Region labeling entries:
===============
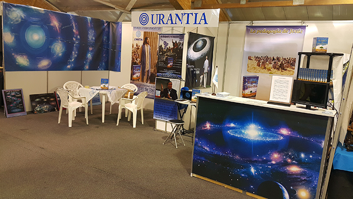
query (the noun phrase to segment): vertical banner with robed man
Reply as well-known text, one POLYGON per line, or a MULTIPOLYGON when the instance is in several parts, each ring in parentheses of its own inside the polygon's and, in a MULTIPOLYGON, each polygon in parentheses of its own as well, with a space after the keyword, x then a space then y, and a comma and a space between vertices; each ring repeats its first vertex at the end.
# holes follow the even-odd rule
POLYGON ((136 94, 147 91, 154 98, 157 74, 158 33, 161 28, 134 27, 130 82, 137 86, 136 94))
POLYGON ((185 86, 210 86, 214 41, 214 37, 189 33, 185 86))
POLYGON ((182 78, 184 34, 159 35, 157 76, 182 78))
POLYGON ((241 95, 267 101, 270 97, 272 75, 296 79, 298 52, 303 51, 305 28, 305 26, 247 26, 241 95))

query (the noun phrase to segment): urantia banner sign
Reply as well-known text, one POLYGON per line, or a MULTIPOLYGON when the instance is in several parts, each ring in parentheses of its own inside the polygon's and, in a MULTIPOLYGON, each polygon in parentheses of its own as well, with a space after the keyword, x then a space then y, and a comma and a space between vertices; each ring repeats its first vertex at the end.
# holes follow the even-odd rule
POLYGON ((132 12, 134 27, 218 27, 219 9, 132 12))

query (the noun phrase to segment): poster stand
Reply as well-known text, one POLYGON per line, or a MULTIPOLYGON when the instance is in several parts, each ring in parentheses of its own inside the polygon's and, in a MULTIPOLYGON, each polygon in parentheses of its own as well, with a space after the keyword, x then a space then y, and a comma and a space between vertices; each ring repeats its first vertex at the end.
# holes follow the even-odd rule
POLYGON ((27 115, 22 88, 3 90, 3 98, 7 118, 27 115))

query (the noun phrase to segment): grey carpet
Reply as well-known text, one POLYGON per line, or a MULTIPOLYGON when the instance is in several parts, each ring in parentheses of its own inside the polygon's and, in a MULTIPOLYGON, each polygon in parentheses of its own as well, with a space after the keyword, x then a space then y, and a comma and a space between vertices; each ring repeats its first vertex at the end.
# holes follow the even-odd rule
MULTIPOLYGON (((108 105, 109 104, 108 103, 108 105)), ((138 112, 136 128, 117 106, 78 112, 72 127, 58 112, 6 118, 0 116, 2 198, 252 198, 190 176, 192 139, 176 149, 162 143, 167 134, 153 130, 153 112, 138 112)), ((3 108, 0 108, 2 113, 3 108)))

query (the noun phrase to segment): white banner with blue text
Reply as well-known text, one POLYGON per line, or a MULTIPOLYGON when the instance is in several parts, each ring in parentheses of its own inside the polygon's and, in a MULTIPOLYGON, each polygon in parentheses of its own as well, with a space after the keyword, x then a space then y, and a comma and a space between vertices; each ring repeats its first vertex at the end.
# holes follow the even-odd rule
POLYGON ((218 27, 219 9, 131 12, 133 27, 218 27))

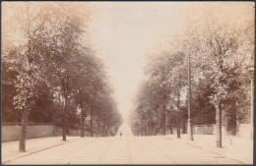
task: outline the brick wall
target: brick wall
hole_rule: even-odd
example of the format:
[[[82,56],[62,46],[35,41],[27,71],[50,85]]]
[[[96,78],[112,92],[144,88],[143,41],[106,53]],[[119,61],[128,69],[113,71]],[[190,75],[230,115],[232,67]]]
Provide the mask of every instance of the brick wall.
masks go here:
[[[22,127],[19,123],[2,124],[2,141],[19,140],[21,138]],[[27,138],[43,138],[54,135],[53,124],[28,124]]]
[[[63,129],[55,127],[52,123],[30,123],[28,124],[27,138],[62,136]],[[3,123],[2,124],[2,141],[19,140],[21,138],[21,123]],[[69,129],[67,136],[81,136],[81,130]],[[85,131],[85,137],[91,137],[91,133]],[[94,134],[94,137],[97,137]],[[101,136],[99,136],[101,137]]]

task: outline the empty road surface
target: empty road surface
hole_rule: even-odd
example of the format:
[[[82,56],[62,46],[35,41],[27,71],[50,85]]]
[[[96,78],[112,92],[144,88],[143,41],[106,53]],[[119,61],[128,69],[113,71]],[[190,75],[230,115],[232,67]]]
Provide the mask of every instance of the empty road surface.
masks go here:
[[[122,137],[120,137],[122,133]],[[241,164],[177,138],[133,137],[122,126],[116,137],[84,138],[5,164]]]

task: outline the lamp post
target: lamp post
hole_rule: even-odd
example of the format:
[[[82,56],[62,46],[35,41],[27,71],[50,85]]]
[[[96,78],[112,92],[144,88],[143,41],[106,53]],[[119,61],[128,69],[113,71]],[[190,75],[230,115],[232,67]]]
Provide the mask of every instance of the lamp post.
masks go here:
[[[192,124],[191,124],[191,69],[190,69],[190,52],[188,52],[188,130],[187,134],[189,135],[189,138],[191,140],[194,140],[193,138],[193,131],[192,131]]]
[[[251,138],[253,139],[253,118],[254,118],[254,65],[250,65],[248,69],[251,78]]]

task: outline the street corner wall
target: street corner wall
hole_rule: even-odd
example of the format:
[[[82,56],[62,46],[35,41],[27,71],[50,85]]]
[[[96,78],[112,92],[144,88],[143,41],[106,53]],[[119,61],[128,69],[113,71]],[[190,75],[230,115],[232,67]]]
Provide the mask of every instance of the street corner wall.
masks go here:
[[[21,138],[22,127],[19,123],[2,124],[2,141],[19,140]],[[27,138],[43,138],[52,137],[54,135],[53,124],[29,124]]]

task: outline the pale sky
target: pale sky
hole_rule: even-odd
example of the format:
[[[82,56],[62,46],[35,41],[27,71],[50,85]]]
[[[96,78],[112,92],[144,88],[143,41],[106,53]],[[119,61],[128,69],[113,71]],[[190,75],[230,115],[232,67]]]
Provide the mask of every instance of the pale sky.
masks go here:
[[[94,2],[89,32],[103,59],[124,119],[144,79],[146,57],[166,35],[182,33],[184,2]]]

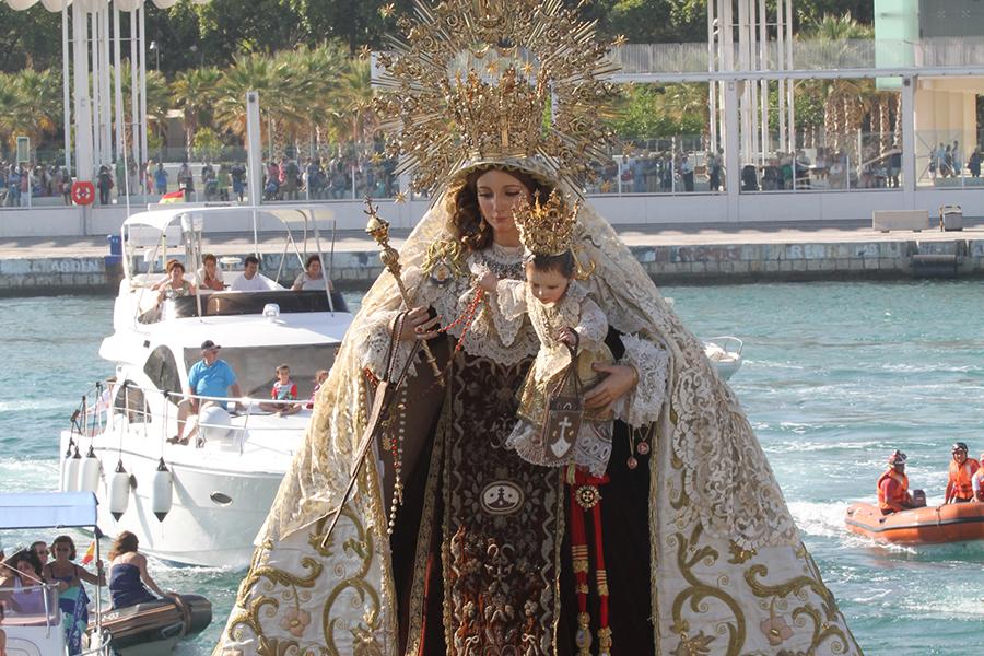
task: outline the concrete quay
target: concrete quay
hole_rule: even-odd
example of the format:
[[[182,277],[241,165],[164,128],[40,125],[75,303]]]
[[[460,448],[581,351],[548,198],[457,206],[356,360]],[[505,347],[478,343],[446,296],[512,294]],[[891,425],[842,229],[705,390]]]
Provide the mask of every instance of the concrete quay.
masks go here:
[[[632,253],[657,284],[758,281],[887,280],[984,277],[984,220],[964,230],[879,233],[870,222],[618,225]],[[399,247],[408,231],[394,231]],[[251,234],[207,234],[216,256],[245,257]],[[261,242],[262,269],[278,270],[282,242]],[[339,289],[365,290],[379,274],[378,249],[362,231],[339,231],[333,279]],[[121,271],[107,266],[106,237],[0,238],[0,295],[116,291]],[[300,271],[288,256],[283,280]]]

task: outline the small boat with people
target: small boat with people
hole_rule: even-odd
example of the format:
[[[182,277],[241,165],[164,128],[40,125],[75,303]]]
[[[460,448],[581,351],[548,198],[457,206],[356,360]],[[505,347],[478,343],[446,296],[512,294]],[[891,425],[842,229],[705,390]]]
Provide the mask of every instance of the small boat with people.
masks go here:
[[[124,223],[114,332],[99,348],[113,375],[61,434],[60,487],[94,492],[106,534],[132,531],[155,558],[242,567],[352,316],[331,289],[325,210],[255,211],[258,241],[271,224],[283,237],[269,272],[204,251],[207,224],[229,225],[230,211],[243,209]],[[292,289],[294,257],[305,271]]]
[[[967,452],[965,443],[953,445],[944,503],[927,506],[923,490],[909,490],[907,456],[894,450],[888,458],[888,469],[878,478],[878,503],[848,506],[844,517],[847,530],[891,544],[984,540],[984,503],[975,495],[972,483],[979,466],[976,460],[967,457]],[[965,477],[961,479],[964,468]]]
[[[91,491],[0,494],[0,530],[77,528],[101,536],[96,503]],[[60,544],[74,549],[69,536],[51,542],[56,553]],[[22,566],[22,561],[33,560],[24,558],[26,553],[27,550],[15,550],[0,562],[0,582],[12,582],[9,587],[0,585],[0,600],[4,601],[0,604],[0,630],[7,634],[8,656],[163,656],[171,654],[179,640],[201,633],[212,622],[212,605],[199,595],[156,598],[148,594],[142,604],[104,610],[102,577],[94,578],[94,600],[89,600],[81,582],[77,583],[83,591],[72,598],[71,588],[66,589],[54,569],[47,569],[50,564],[40,570],[34,569],[40,565],[39,561],[34,566]],[[33,550],[31,555],[34,557]],[[69,558],[74,558],[74,553]],[[97,569],[102,566],[98,540],[93,540],[93,560]],[[70,562],[69,566],[74,572],[84,569]],[[47,575],[49,572],[51,576]],[[108,587],[115,600],[112,579]],[[85,608],[75,607],[70,612],[66,600],[78,599]],[[82,624],[78,624],[80,620]]]
[[[847,530],[891,544],[984,540],[984,503],[949,503],[882,514],[870,503],[847,508]]]

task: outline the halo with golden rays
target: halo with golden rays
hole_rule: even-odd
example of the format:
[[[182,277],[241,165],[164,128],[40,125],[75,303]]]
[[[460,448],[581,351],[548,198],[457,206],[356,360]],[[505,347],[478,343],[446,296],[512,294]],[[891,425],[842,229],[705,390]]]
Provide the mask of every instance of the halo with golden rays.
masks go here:
[[[470,163],[529,160],[577,189],[614,142],[602,118],[617,70],[595,22],[561,0],[418,0],[379,56],[376,109],[413,188]]]

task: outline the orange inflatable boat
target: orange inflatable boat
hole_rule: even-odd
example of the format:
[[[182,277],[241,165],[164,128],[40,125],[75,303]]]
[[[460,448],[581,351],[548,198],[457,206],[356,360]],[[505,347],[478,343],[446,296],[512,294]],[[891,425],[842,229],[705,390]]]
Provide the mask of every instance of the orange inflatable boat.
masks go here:
[[[847,530],[878,542],[940,544],[984,540],[984,503],[951,503],[882,515],[870,503],[855,503],[844,518]]]

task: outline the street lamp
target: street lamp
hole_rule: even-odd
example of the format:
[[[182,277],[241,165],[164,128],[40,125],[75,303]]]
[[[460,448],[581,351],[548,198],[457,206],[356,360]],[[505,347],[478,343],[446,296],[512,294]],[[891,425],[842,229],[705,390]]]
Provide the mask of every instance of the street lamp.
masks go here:
[[[157,42],[151,42],[148,46],[154,52],[154,58],[156,60],[157,72],[161,72],[161,46],[157,45]]]

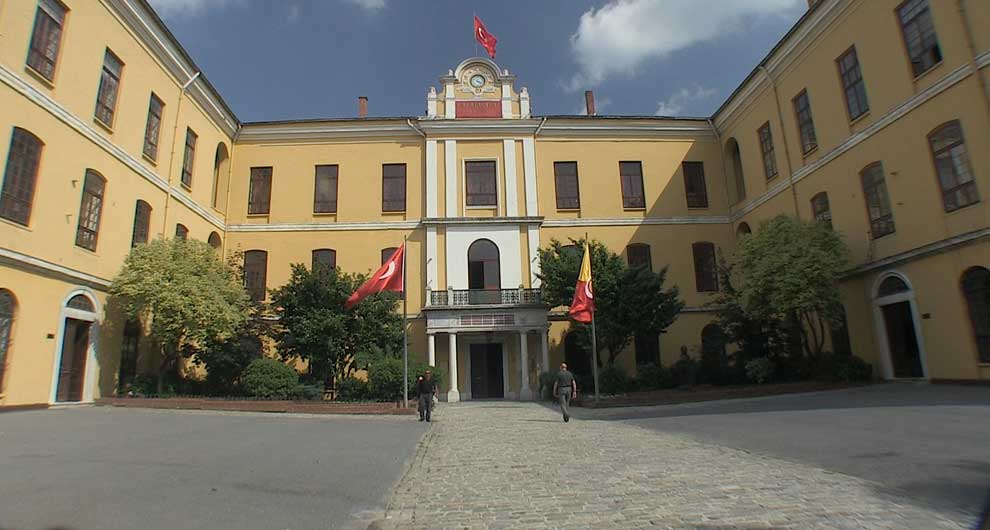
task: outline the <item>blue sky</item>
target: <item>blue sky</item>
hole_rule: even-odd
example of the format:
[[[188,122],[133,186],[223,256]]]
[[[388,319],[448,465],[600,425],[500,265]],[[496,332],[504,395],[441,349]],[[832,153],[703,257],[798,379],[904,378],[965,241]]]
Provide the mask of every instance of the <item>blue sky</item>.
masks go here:
[[[476,46],[528,87],[533,113],[708,116],[806,0],[150,0],[243,121],[425,113]]]

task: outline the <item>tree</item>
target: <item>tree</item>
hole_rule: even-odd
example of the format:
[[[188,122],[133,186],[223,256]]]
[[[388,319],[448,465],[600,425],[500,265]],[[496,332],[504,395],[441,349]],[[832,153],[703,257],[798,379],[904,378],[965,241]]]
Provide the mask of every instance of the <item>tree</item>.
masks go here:
[[[540,249],[540,279],[543,299],[551,307],[570,305],[581,268],[584,240],[562,245],[553,239]],[[595,293],[595,332],[598,344],[595,362],[602,366],[598,352],[608,352],[608,365],[632,342],[637,334],[663,333],[684,307],[676,287],[664,289],[667,268],[659,273],[645,267],[627,267],[622,258],[598,241],[589,242],[591,275]],[[591,344],[591,326],[574,323]]]
[[[233,336],[250,317],[240,274],[202,241],[157,239],[134,247],[110,295],[125,317],[151,322],[149,335],[162,357],[159,392],[182,352]]]
[[[395,312],[398,294],[369,296],[350,310],[344,302],[367,279],[317,264],[296,263],[284,286],[272,291],[279,316],[275,341],[284,359],[307,361],[311,373],[332,384],[376,358],[402,351],[402,317]]]
[[[827,323],[838,323],[837,287],[848,248],[823,223],[779,215],[739,245],[739,303],[757,321],[783,321],[797,329],[805,354],[817,359]]]

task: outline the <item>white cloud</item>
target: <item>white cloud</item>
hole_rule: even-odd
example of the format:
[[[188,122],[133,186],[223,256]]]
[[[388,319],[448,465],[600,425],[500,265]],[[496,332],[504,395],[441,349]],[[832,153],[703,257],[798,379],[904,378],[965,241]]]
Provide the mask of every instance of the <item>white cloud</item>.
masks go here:
[[[570,91],[595,86],[613,75],[633,75],[649,59],[727,32],[745,29],[753,19],[791,16],[805,0],[609,0],[581,15],[571,35],[578,72],[566,81]]]
[[[691,88],[682,88],[667,99],[657,103],[657,116],[680,116],[684,106],[694,101],[710,99],[718,93],[714,88],[704,88],[701,85],[694,85]]]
===============
TASK REQUIREMENTS: Please express the items from the start through the line containing "POLYGON ((241 95, 267" as a two-column CSV with the columns "input" and "output", one row for each item. Put each field in quotes, replace line breaks with spaces, and leave out the pictures.

TASK RESPONSE:
input,output
"query (the noun phrase to segment): vertical banner with robed man Reply as well-known text, one POLYGON per line, or a MULTIPOLYGON when the instance is in several parts, each ring in parentheses of its own inside the polygon's and, in a MULTIPOLYGON, each polygon in parentheses of its own as well, with a space after the keyword, x then a space then y, and a comma and a space between vertices; each ring repeats its first vertex at the end. # holes follow the even-odd rule","POLYGON ((136 94, 147 91, 154 98, 157 74, 158 33, 161 28, 134 27, 130 82, 137 86, 136 94)) POLYGON ((185 86, 210 86, 214 41, 214 37, 189 33, 185 86)) POLYGON ((182 78, 184 34, 159 35, 157 76, 182 78)) POLYGON ((241 95, 267 101, 270 97, 272 75, 296 79, 298 52, 303 51, 305 28, 305 26, 247 26, 241 95))"